Testo estratto:

Cornelia I. Toelgyes
Quartu Sant’Elena, 19 febbraio 2018
Domenica mattina si sono verificati nuovi scontri a Djugu, nella provincia di Ituri, nel nord-est del Paese, già teatro di terribili violenze etniche tra gli Hema e i Lendu nelle ultime settimane. L’Organizzazione non governativa per i diritti umani “Justice Plus”, ha fatto sapere che ieri sono state ammazzate ben sessanta persone a Djugu, un centinaio di residenti sono stati feriti e migliaia di case sono state incendiate. La ONG ha precisato che dall’inizio di questo conflitto gli sfollati sarebbero saliti ormai a duecentomila. Nel 1999, a causa delle violenze tra i due gruppi etnici oltre quattrocentomila persone sono state costrette a lasciare le loro case.
Tra il 1999 e il 2003 decine di migliaia di persone hanno perso la vita. Da allora fino a poco tempo fa si erano registrati solo piccoli focolai, ha specificato Baba Balloch, portavoce dell’UNHCR. All’inizio del mese ben millequattrocento persone hanno cercato protezione nella vicina Uganda. Ora gli operatori umanitari sono in stato di allerta nel Congo-K e in Uganda, a causa del traffico di armi leggere nelle zone di frontiera. Balloch ha sottolineato che molte comunità interessate dal conflitto non sono raggiungibili dagli operatori, dunque non possono prestare assistenza alla popolazione, in particolare a donne e bambini.
Un ulteriore focolaio di violenze, nella già tanto provata ex-colonia belga,che potrebbe sfociare nuovamente in un vero e proprio conflitto etnico.
Sette persone sono state brutalmente assassinate, mentre altrettante sono state ferite, tra loro una in modo grave sabato mattina. Uomini armati hanno teso un’imboscata ad un veicolo dell’Istituto congolese per la conservazione della natura, sul quale viaggiavano diciasette persone, di ritorno da un funerale a Beni, nell’est del Congo-K.
La società civile e la polizia puntano il dito sui miliziani di Allied Democratic Forces, un gruppo armato ugandese, particolarmente attivo dal 2014. Si tratta di un movimento appartenente alla nebulosa islamista radicale e che avrebbe dei legami con gli al Shebab somali. L’ADF opera da oltre vent’anni nelle zone di frontiera tra Uganda e la ex colonia belga, ma dal 2014 ha cambiato completamente strategia. I militanti del movimento islamico colpiscono spesso i villaggi nella zona di Beni, massacrando i poveri contadini e distruggendo le case di comunità intere.

Dati forniti:

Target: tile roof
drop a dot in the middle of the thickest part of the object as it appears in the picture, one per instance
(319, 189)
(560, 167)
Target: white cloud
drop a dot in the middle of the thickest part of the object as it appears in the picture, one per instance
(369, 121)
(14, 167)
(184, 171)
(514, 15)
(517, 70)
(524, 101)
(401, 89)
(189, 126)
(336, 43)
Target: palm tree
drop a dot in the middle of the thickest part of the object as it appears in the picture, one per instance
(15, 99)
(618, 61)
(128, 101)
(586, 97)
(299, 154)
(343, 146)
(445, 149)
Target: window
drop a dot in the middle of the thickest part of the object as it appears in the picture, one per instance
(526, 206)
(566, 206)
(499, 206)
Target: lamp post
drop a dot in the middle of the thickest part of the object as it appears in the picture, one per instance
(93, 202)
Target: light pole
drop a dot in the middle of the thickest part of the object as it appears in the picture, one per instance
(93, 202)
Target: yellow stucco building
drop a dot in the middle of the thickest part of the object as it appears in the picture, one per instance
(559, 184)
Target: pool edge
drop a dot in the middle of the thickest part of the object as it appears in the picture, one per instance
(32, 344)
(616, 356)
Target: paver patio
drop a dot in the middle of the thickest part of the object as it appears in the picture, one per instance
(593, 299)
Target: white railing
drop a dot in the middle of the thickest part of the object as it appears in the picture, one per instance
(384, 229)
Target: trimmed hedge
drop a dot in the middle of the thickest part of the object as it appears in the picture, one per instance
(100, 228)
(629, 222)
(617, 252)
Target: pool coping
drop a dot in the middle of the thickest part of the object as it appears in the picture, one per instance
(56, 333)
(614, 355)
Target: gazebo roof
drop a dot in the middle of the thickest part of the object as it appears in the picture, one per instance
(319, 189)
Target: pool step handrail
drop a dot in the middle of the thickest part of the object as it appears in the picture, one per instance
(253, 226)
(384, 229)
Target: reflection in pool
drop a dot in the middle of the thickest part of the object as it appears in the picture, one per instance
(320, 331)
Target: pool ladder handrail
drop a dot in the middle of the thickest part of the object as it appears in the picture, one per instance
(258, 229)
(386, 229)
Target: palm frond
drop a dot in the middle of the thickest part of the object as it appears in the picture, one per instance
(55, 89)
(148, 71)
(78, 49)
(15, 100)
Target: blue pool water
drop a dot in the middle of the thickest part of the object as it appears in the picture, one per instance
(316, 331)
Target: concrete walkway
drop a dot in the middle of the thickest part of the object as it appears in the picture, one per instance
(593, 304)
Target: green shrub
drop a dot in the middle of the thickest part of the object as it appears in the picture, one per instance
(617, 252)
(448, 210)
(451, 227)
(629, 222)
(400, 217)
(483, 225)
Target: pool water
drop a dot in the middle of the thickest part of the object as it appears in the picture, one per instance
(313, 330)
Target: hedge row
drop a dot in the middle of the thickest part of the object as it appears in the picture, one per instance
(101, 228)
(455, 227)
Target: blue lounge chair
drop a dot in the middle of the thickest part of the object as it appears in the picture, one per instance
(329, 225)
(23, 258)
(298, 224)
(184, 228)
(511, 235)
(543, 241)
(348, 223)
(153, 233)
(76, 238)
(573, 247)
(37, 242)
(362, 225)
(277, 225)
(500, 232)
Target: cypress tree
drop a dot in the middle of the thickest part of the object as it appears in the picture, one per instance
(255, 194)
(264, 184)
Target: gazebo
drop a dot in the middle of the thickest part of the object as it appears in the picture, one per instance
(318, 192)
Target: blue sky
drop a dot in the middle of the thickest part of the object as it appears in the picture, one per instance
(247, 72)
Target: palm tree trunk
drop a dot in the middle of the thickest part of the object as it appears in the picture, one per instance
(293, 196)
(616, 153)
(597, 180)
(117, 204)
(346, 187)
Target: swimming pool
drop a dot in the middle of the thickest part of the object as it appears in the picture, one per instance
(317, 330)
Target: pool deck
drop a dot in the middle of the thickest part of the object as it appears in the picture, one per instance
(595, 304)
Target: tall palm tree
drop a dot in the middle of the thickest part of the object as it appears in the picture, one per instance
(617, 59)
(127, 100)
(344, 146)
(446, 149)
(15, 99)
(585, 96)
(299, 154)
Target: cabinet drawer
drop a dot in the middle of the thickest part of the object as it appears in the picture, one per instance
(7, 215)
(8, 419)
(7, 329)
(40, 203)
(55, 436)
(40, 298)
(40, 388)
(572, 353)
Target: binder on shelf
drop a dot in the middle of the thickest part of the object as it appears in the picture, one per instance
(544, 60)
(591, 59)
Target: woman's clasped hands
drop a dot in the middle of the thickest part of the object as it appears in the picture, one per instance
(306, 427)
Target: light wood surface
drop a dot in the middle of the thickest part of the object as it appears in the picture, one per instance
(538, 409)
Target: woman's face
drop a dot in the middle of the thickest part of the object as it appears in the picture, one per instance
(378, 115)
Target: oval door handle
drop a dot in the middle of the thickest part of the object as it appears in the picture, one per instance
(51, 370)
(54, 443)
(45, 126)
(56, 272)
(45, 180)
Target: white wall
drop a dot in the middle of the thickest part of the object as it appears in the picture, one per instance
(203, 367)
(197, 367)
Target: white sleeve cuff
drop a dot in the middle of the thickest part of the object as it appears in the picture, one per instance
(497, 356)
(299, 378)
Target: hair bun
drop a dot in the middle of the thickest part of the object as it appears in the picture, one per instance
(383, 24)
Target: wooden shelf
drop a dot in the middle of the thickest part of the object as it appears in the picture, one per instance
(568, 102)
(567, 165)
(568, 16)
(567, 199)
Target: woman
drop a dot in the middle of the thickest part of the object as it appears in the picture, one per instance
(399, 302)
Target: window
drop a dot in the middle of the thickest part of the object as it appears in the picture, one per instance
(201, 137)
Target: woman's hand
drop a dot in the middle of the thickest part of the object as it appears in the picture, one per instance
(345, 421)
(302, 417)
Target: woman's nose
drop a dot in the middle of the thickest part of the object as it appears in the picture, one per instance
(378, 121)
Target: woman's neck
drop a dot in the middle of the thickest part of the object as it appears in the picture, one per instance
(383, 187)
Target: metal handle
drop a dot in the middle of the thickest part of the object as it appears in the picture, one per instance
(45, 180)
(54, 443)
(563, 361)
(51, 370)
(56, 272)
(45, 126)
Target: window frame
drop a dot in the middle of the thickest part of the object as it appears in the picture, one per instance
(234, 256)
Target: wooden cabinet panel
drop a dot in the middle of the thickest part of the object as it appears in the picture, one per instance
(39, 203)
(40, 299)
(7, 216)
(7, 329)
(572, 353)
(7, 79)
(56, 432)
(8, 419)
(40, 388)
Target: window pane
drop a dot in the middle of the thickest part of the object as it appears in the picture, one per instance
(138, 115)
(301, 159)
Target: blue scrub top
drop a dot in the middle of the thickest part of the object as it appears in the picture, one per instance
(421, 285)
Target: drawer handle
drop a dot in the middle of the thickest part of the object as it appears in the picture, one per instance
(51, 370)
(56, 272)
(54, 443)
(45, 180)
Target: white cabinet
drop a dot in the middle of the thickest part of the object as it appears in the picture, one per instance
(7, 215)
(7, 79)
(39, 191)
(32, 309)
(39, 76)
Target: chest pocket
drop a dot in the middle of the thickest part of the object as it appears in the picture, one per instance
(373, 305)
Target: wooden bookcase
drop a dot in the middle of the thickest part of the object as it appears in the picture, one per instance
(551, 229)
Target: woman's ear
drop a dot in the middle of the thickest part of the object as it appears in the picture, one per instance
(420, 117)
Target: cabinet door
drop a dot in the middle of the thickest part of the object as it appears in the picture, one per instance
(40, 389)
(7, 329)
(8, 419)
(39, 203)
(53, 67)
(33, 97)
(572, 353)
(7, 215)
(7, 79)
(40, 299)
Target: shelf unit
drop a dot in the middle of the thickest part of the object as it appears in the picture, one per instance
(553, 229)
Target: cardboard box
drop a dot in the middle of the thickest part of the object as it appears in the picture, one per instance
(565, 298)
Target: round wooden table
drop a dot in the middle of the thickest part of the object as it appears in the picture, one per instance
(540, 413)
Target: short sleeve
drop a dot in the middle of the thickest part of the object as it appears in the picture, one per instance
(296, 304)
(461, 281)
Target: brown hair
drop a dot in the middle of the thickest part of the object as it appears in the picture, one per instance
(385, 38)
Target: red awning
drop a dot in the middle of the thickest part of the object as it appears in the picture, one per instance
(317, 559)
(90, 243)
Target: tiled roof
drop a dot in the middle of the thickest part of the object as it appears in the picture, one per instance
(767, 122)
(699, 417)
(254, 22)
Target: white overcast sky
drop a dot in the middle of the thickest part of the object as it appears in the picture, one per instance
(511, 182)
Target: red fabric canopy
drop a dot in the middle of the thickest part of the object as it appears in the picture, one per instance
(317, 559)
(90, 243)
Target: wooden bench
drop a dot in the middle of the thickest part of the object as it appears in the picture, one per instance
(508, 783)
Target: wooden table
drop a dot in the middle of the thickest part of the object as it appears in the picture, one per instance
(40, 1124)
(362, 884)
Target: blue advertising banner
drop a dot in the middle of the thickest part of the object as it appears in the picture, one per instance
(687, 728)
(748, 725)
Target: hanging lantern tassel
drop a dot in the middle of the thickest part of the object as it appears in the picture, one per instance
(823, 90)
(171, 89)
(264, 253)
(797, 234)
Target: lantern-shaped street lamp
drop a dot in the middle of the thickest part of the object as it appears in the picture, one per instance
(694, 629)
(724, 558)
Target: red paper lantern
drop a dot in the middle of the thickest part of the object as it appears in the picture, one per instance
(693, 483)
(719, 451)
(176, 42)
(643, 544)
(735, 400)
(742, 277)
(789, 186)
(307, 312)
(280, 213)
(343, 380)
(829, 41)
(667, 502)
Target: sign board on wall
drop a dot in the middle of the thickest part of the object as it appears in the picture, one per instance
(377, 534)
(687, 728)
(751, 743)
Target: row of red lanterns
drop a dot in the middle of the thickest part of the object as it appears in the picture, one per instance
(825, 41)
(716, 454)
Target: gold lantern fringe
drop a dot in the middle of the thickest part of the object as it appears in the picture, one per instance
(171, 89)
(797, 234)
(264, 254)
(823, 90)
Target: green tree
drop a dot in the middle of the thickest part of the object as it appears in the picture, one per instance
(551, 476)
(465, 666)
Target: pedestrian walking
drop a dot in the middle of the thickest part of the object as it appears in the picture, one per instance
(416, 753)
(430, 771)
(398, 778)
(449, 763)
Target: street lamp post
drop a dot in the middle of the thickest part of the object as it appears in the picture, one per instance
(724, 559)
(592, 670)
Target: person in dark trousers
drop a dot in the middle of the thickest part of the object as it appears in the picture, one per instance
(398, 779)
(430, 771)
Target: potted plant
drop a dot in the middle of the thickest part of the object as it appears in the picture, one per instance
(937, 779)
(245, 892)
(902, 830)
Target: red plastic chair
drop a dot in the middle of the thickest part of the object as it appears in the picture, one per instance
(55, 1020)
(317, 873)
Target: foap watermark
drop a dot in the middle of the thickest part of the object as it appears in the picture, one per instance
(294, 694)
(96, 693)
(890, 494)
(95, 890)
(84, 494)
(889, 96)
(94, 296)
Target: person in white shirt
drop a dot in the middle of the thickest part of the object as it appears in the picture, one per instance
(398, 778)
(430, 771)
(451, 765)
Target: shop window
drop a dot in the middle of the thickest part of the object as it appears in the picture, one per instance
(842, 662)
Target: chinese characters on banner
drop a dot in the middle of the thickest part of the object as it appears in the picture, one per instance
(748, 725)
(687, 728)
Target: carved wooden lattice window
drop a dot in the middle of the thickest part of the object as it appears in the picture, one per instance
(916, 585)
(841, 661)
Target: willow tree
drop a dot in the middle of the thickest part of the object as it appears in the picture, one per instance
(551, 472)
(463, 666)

Il compito: Ricopia alla lettera il passo dell'articolo sulle violenze nel Congo-K che va da "Cornelia I. Toelgyes" fino a "le loro case." incluso. Per questo lavoro i record non contano.

Risultato richiesto:
Cornelia I. Toelgyes
Quartu Sant’Elena, 19 febbraio 2018
Domenica mattina si sono verificati nuovi scontri a Djugu, nella provincia di Ituri, nel nord-est del Paese, già teatro di terribili violenze etniche tra gli Hema e i Lendu nelle ultime settimane. L’Organizzazione non governativa per i diritti umani “Justice Plus”, ha fatto sapere che ieri sono state ammazzate ben sessanta persone a Djugu, un centinaio di residenti sono stati feriti e migliaia di case sono state incendiate. La ONG ha precisato che dall’inizio di questo conflitto gli sfollati sarebbero saliti ormai a duecentomila. Nel 1999, a causa delle violenze tra i due gruppi etnici oltre quattrocentomila persone sono state costrette a lasciare le loro case.